▸ Text
== == ==

GLOVERSVILLE - The city is trying to resolve the case of a police officer who has been out of work on a workers' compensation claim for more than two years while collecting his salary of more than $50,000 a year.
The officer has not worked since April 2010. Police Chief Donald VanDeusen said this is the longest an officer has been out since VanDeusen has been in the department.
VanDeusen said he could not reveal the officer's name or the injuries he sustained because of medical confidentiality.
VanDeusen said resolving this issue is a priority.
"Basically, what I am doing now is working toward coming to an end one way or the other as far as whether he is going to come back to work full time as an active member of the police department or if he is going to retire and vacate the spot so that we can fill it with an active working officer," VanDeusen said. "He has made no decision yet on what he will do."
VanDeusen said the officer is eligible for retirement and disability retirement. The Police Department does not offer any light-duty assignments, so the officer's only options are to return to full duty or retire, VanDeusen said.
The officer has an annual salary of $50,232.
"We have a great group of police officers in the city, and I hope that he will be able to return to duty," said Mayor Dayton King. "If he doesn't, we need to fill that position as soon as possible so we are at full strength."
The chief is working with the mayor's office, administration within the department and Labor Attorney Bryan J. Goldberger to resolve the issue. The process in ongoing and there is no estimate for when the issue will be resolved, said VanDeusen.
Goldberger was unavailable for comment.
The city is not paying the officer's salary directly. In workers' comp cases involving municipal workers, the salaries come from a fund supported by premiums paid by the city and other localities.
"The reason this is so important to the Police Department is because we need to have a full staff of active officers," said VanDeusen. "The more officers we have on the street, the better we can serve the public."

== == ==

▸ Complete the following
• A. Answer these about the article on the Gloversville police officer:
(i) Since what month and year has the officer not worked?
(ii) What is the officer's annual salary?
(iii) In workers' comp cases involving municipal workers, where do the salaries come from?
• B. Copy out everything in the article from "Goldberger was unavailable" down to "and other localities.".
Rely on the article alone.

Entries drawn from a collection

== == ==

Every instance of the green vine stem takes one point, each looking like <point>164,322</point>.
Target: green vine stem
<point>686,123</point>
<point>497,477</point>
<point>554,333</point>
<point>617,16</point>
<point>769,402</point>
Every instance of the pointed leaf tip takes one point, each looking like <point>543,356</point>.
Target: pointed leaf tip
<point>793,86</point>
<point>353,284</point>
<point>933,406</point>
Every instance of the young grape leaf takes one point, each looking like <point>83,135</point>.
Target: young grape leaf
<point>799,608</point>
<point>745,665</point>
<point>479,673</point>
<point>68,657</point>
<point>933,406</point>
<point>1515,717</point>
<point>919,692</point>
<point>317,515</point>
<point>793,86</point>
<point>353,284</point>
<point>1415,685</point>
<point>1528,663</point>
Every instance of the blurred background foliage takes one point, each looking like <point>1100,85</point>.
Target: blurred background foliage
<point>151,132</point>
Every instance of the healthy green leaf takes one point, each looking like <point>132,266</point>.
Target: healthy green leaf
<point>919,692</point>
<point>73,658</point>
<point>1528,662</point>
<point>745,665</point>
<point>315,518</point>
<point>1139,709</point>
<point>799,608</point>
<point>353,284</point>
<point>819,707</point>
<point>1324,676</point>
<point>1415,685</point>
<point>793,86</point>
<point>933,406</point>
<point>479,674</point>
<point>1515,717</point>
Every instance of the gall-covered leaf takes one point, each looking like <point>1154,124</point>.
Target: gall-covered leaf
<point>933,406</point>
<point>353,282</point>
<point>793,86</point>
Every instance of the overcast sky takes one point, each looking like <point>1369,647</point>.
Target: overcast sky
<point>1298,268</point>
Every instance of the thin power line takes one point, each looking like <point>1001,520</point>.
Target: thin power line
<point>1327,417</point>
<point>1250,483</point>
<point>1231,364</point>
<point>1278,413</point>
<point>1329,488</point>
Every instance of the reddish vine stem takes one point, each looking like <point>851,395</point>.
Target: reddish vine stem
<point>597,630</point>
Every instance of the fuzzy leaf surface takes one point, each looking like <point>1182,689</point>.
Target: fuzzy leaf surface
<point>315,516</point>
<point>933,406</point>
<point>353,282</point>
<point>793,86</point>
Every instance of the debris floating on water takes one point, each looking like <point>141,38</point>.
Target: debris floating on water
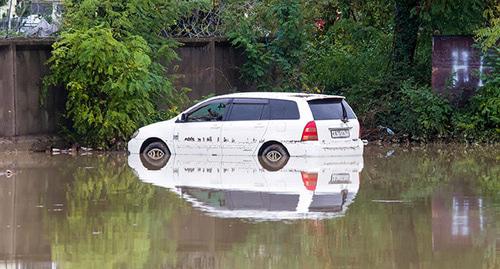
<point>8,173</point>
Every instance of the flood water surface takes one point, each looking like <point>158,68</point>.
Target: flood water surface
<point>394,207</point>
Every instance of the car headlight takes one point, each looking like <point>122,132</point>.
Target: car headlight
<point>135,134</point>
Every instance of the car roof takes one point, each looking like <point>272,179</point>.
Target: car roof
<point>279,95</point>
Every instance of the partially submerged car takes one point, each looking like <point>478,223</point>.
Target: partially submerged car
<point>238,187</point>
<point>272,125</point>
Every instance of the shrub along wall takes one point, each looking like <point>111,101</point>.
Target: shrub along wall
<point>207,66</point>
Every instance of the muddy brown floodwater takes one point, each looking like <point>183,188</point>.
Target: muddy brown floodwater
<point>429,207</point>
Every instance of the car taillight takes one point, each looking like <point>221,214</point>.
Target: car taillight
<point>310,132</point>
<point>310,180</point>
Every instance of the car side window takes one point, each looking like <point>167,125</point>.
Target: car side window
<point>281,110</point>
<point>244,112</point>
<point>214,111</point>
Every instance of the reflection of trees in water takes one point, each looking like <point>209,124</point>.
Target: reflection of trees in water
<point>392,235</point>
<point>113,220</point>
<point>417,173</point>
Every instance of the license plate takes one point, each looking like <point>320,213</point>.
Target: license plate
<point>340,133</point>
<point>340,179</point>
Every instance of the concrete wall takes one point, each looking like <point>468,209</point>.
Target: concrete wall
<point>22,67</point>
<point>457,66</point>
<point>207,66</point>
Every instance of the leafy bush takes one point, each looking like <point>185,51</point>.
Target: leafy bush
<point>480,120</point>
<point>109,83</point>
<point>273,36</point>
<point>422,113</point>
<point>107,57</point>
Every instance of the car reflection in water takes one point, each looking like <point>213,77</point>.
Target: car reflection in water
<point>240,187</point>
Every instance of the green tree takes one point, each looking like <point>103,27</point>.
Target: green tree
<point>108,59</point>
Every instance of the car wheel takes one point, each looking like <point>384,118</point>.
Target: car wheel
<point>274,157</point>
<point>155,156</point>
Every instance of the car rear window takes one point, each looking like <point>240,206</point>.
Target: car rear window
<point>246,112</point>
<point>281,110</point>
<point>330,109</point>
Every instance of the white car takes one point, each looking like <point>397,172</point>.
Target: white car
<point>272,125</point>
<point>238,187</point>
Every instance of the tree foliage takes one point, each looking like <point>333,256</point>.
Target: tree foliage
<point>376,53</point>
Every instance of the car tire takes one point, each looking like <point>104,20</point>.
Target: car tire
<point>274,157</point>
<point>155,156</point>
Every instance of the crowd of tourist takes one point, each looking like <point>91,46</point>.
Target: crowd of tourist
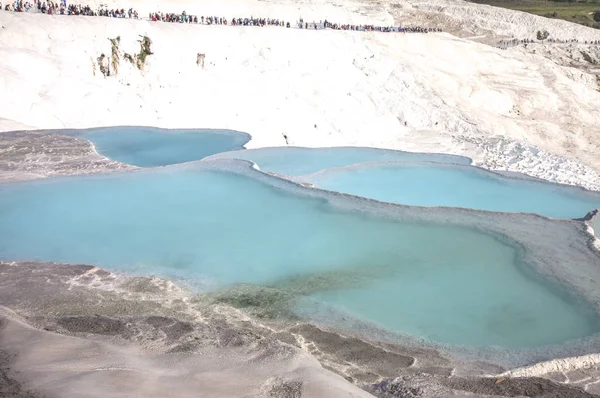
<point>515,42</point>
<point>53,8</point>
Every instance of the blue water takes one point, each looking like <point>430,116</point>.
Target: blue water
<point>596,226</point>
<point>216,228</point>
<point>429,184</point>
<point>150,147</point>
<point>295,161</point>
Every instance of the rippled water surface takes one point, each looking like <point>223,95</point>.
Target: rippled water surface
<point>149,147</point>
<point>434,184</point>
<point>216,229</point>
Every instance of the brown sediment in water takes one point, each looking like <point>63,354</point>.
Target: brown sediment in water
<point>70,327</point>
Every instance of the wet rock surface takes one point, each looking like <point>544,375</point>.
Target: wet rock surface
<point>156,315</point>
<point>28,155</point>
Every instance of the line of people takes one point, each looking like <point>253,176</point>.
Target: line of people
<point>53,8</point>
<point>516,42</point>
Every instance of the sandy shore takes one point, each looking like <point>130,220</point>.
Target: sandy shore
<point>75,330</point>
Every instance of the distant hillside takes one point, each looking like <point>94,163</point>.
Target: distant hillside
<point>586,12</point>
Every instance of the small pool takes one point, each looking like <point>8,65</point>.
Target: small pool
<point>151,147</point>
<point>431,184</point>
<point>217,228</point>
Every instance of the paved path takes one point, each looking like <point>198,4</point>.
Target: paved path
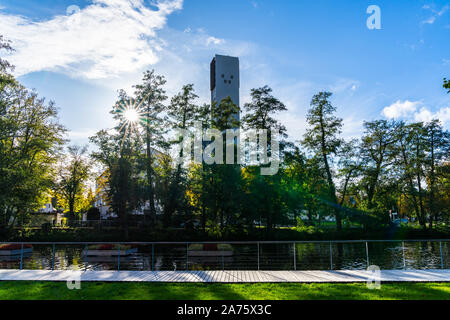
<point>228,276</point>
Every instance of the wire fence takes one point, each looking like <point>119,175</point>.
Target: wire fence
<point>263,255</point>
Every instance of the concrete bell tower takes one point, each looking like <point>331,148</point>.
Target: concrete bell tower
<point>225,79</point>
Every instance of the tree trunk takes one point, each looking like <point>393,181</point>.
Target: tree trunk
<point>151,196</point>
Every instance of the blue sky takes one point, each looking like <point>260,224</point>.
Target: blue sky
<point>79,53</point>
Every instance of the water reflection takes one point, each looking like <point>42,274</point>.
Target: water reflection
<point>266,256</point>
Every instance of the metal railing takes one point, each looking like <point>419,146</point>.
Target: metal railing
<point>232,255</point>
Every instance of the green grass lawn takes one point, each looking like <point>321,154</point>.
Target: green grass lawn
<point>37,290</point>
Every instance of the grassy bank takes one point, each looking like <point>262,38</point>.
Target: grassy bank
<point>26,290</point>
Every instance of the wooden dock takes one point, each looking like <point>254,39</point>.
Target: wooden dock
<point>228,276</point>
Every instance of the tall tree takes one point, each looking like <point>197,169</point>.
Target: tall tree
<point>446,85</point>
<point>151,95</point>
<point>378,153</point>
<point>182,114</point>
<point>5,66</point>
<point>438,149</point>
<point>261,112</point>
<point>73,175</point>
<point>322,137</point>
<point>30,139</point>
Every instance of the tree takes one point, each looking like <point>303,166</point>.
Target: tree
<point>182,114</point>
<point>350,166</point>
<point>122,157</point>
<point>30,139</point>
<point>267,190</point>
<point>151,96</point>
<point>446,85</point>
<point>5,66</point>
<point>322,138</point>
<point>377,152</point>
<point>73,176</point>
<point>438,149</point>
<point>261,111</point>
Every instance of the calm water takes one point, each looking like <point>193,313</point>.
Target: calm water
<point>308,256</point>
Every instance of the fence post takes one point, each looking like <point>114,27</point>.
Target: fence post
<point>187,256</point>
<point>53,258</point>
<point>367,254</point>
<point>257,244</point>
<point>85,256</point>
<point>331,256</point>
<point>223,262</point>
<point>21,256</point>
<point>118,259</point>
<point>404,257</point>
<point>153,255</point>
<point>295,260</point>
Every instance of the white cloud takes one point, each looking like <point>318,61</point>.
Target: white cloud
<point>214,40</point>
<point>436,13</point>
<point>400,109</point>
<point>104,39</point>
<point>425,115</point>
<point>407,110</point>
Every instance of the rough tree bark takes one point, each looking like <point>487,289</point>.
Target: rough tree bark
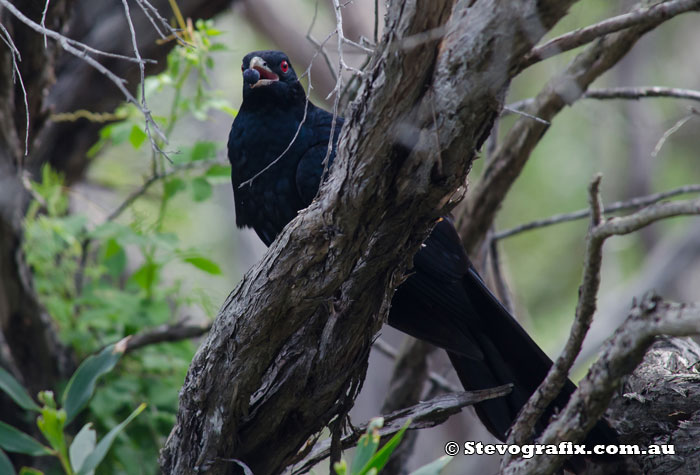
<point>660,404</point>
<point>269,373</point>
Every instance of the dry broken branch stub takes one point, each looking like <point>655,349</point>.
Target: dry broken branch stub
<point>422,415</point>
<point>477,212</point>
<point>585,35</point>
<point>650,318</point>
<point>659,403</point>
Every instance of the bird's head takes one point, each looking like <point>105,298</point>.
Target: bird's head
<point>268,72</point>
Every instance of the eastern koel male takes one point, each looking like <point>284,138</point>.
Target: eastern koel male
<point>281,141</point>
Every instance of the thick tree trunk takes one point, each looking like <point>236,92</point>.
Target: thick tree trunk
<point>289,347</point>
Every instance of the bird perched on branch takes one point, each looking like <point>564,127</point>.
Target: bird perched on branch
<point>277,147</point>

== == ==

▸ Outputs by task
• A.
(i) April 2010
(ii) $50,232
(iii) A fund supported by premiums paid by the city and other localities

• B.
Goldberger was unavailable for comment.
The city is not paying the officer's salary directly. In workers' comp cases involving municipal workers, the salaries come from a fund supported by premiums paid by the city and other localities.